§ **SOURCE EXTRACT**
The suspension follows days of speculation about the safety of the aircraft.

An Air Canada Boeing 737 Max 8 at Trudeau Airport in Montreal this morning
An Air Canada Boeing 737 Max 8 at Trudeau Airport in Montreal this morning
Image: Graham Hughes/PA Images

Updated Mar 13th 2019, 7:10 PM

US PRESIDENT DONALD Trump has announced he will issue an emergency order to ground Boeing 737 Max planes amid concerns over their safety.

Trump told reporters at the White House that all flight operations involving the plane will be suspended in the US, becoming the latest country to ground the aircraft.

Yesterday evening, the European Aviation Safety Agency also announced a Europe-wide suspension of flights involving the aircraft.

It follows the crash of an Ethiopian Airlines flight on Sunday, in which 157 people – including Irishman Michael Ryan – were killed, the second crash involving the Boeing 737 Max in six months.

That crash came four months after a Lion Air jet of the same model crashed in Indonesia, killing 189 people.

“We’re going to be issuing an emergency order of prohibition regarding all flights of the 737 Max 8 and 737 Max 9,” Trump said.

Boeing chief Dennis Muilenburg said he supported the US decision, but claimed the company continues to have “full confidence” in the safety of the plane.

He also said he recommended to the Federal Aviation Administration that the global fleet should be suspended “out of an abundance of caution”.

The company said it would continue in its efforts “to understand the cause of the accidents in partnership with the investigators, deploy safety enhancements and help ensure this does not happen again”.

Trump’s announcement comes after Canada ordered a halt to flight operations involving the aircraft earlier today, with a ban on the plane flying in its skies announced this afternoon.

That suspension hit the world’s third largest fleet of the aircraft, leaving 41 planes operated by three Canadian carriers on the ground.

§ **DATA PROVIDED**
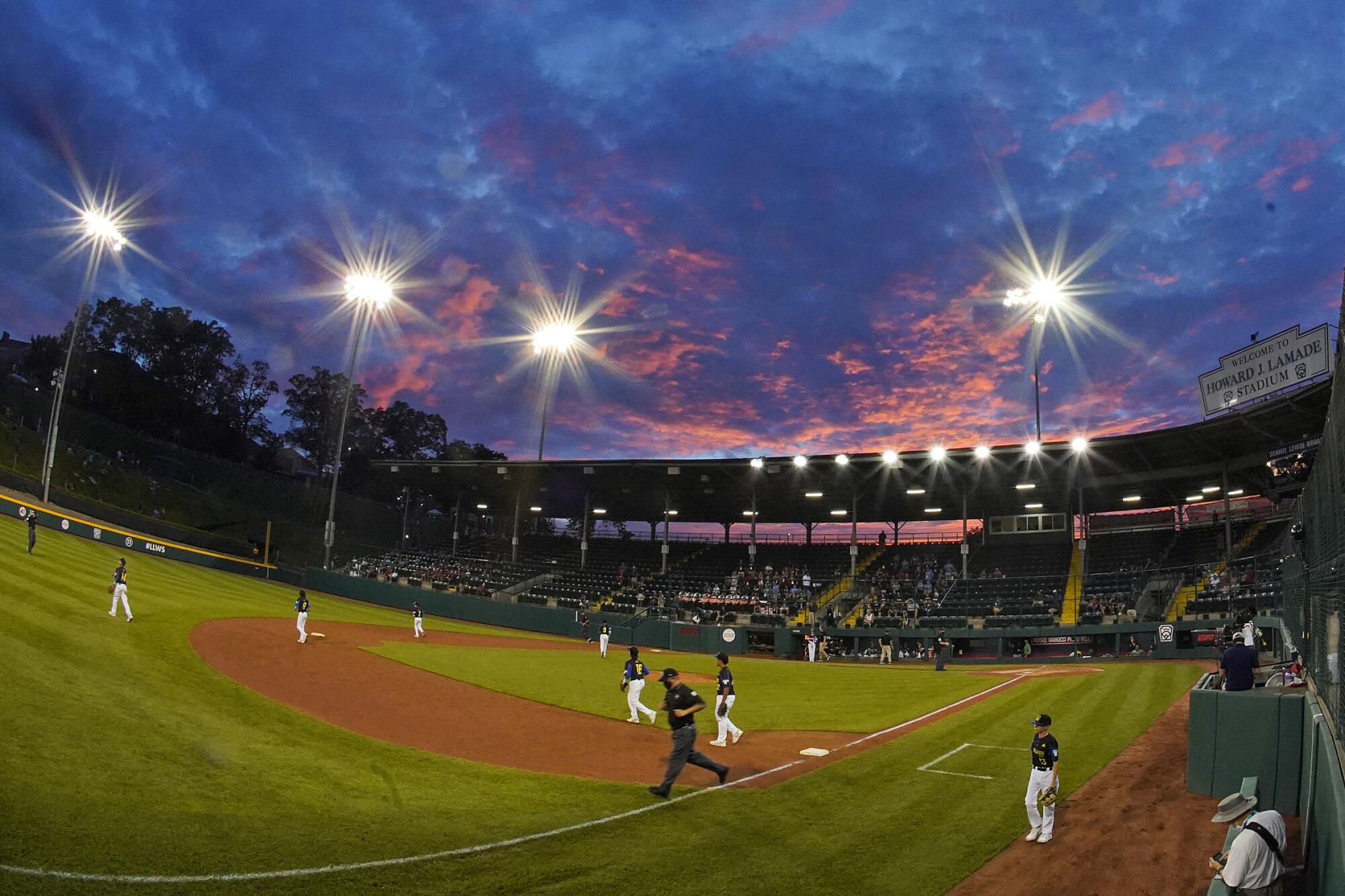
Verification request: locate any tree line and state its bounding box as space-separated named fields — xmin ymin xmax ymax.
xmin=19 ymin=296 xmax=506 ymax=486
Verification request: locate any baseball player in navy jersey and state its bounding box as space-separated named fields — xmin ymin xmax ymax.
xmin=710 ymin=651 xmax=742 ymax=747
xmin=108 ymin=557 xmax=132 ymax=622
xmin=1024 ymin=713 xmax=1060 ymax=844
xmin=295 ymin=591 xmax=308 ymax=645
xmin=621 ymin=647 xmax=659 ymax=725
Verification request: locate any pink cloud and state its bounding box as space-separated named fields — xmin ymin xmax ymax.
xmin=729 ymin=0 xmax=851 ymax=55
xmin=1050 ymin=90 xmax=1126 ymax=130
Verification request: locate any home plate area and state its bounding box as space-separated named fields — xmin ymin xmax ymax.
xmin=916 ymin=744 xmax=1028 ymax=780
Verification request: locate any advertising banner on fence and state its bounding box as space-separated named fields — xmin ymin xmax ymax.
xmin=1200 ymin=324 xmax=1336 ymax=414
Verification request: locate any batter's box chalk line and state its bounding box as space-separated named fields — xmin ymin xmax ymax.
xmin=0 ymin=678 xmax=1018 ymax=884
xmin=916 ymin=744 xmax=1028 ymax=780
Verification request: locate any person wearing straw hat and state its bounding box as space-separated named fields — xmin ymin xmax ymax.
xmin=1209 ymin=794 xmax=1289 ymax=896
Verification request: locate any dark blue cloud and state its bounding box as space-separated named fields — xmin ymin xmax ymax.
xmin=0 ymin=0 xmax=1345 ymax=456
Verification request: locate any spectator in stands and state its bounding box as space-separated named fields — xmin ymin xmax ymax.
xmin=1209 ymin=794 xmax=1289 ymax=893
xmin=1219 ymin=635 xmax=1260 ymax=690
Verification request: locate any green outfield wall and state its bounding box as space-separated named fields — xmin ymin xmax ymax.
xmin=0 ymin=495 xmax=276 ymax=577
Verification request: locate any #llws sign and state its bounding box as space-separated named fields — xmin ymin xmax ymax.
xmin=1200 ymin=324 xmax=1336 ymax=414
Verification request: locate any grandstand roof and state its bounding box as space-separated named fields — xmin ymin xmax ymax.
xmin=378 ymin=380 xmax=1330 ymax=524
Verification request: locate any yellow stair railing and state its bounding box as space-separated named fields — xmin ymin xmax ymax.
xmin=1060 ymin=538 xmax=1084 ymax=626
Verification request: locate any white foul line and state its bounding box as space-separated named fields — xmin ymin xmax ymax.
xmin=0 ymin=676 xmax=1022 ymax=884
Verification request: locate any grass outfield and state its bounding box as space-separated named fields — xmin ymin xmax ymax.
xmin=0 ymin=518 xmax=1198 ymax=893
xmin=366 ymin=642 xmax=1022 ymax=733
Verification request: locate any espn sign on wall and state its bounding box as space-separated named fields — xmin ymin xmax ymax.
xmin=1200 ymin=324 xmax=1336 ymax=414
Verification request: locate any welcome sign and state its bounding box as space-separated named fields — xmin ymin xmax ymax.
xmin=1200 ymin=324 xmax=1336 ymax=415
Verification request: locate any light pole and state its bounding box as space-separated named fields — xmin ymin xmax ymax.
xmin=323 ymin=273 xmax=393 ymax=569
xmin=42 ymin=208 xmax=126 ymax=503
xmin=1005 ymin=280 xmax=1064 ymax=444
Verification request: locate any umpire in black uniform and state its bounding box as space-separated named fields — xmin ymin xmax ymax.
xmin=650 ymin=669 xmax=729 ymax=799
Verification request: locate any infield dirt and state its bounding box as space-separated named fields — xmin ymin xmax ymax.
xmin=191 ymin=619 xmax=1020 ymax=787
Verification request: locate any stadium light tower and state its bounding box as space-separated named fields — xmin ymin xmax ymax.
xmin=533 ymin=323 xmax=578 ymax=462
xmin=42 ymin=208 xmax=126 ymax=503
xmin=323 ymin=270 xmax=393 ymax=569
xmin=1005 ymin=280 xmax=1065 ymax=444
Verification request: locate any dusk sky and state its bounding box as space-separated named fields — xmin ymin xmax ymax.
xmin=0 ymin=0 xmax=1345 ymax=458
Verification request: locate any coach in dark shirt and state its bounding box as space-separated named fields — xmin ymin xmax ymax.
xmin=1219 ymin=645 xmax=1260 ymax=690
xmin=650 ymin=669 xmax=729 ymax=799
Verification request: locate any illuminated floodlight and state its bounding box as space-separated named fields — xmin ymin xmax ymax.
xmin=346 ymin=270 xmax=395 ymax=308
xmin=533 ymin=323 xmax=578 ymax=355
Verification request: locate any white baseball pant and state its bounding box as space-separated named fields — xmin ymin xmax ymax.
xmin=714 ymin=694 xmax=742 ymax=743
xmin=625 ymin=678 xmax=659 ymax=723
xmin=108 ymin=585 xmax=130 ymax=619
xmin=1024 ymin=768 xmax=1060 ymax=837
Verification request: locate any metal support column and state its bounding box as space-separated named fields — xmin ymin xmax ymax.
xmin=748 ymin=489 xmax=756 ymax=569
xmin=959 ymin=489 xmax=971 ymax=581
xmin=453 ymin=493 xmax=463 ymax=557
xmin=660 ymin=495 xmax=668 ymax=575
xmin=510 ymin=489 xmax=523 ymax=564
xmin=850 ymin=493 xmax=859 ymax=580
xmin=580 ymin=491 xmax=593 ymax=569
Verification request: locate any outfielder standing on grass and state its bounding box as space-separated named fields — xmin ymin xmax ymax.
xmin=108 ymin=557 xmax=132 ymax=622
xmin=648 ymin=669 xmax=729 ymax=799
xmin=1024 ymin=713 xmax=1060 ymax=844
xmin=621 ymin=647 xmax=659 ymax=725
xmin=295 ymin=589 xmax=308 ymax=645
xmin=710 ymin=651 xmax=742 ymax=747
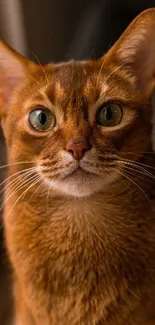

§ **PROBLEM TO SOLVE**
Carry the news article about the grounding of the Boeing 737 Max forward from its last sentence. The data stand apart from the article and are separate material.

§ **TASK OUTPUT**
“As a result of new data that we received this morning, and the chance to analyse, and on the advice of my experts and as a precautionary measure, I issued a safety notice,” Canada’s transport minister March Garneau said.

“This safety notice restricts commercial passenger flights from any operator of the Boeing 737 Max 8 or Max 9 variant aircraft, whether domestic or foreign, from arriving, departing or overflying Canadian air space.

“This safety notice is effective immediately and will remain in place until further notice.”

When asked about the grounding of aircraft today, Taoiseach Leo Varadkar said that in doing so, the Irish Aviation Authority and the European Aviation Safety Agency are “putting safety considerations first”.

“We have a very good record of airline safety in the European Union, and I think you always need to put safety first, and it may only be the grounding of aircraft for a couple of days or weeks to make the necessary checks, but that is the correct thing to do, to put safety first.”

No problems with the 737 Max have yet been identified, but authorities and airlines across the world have moved to ground flights involving the aircraft amid safety concerns over the plane.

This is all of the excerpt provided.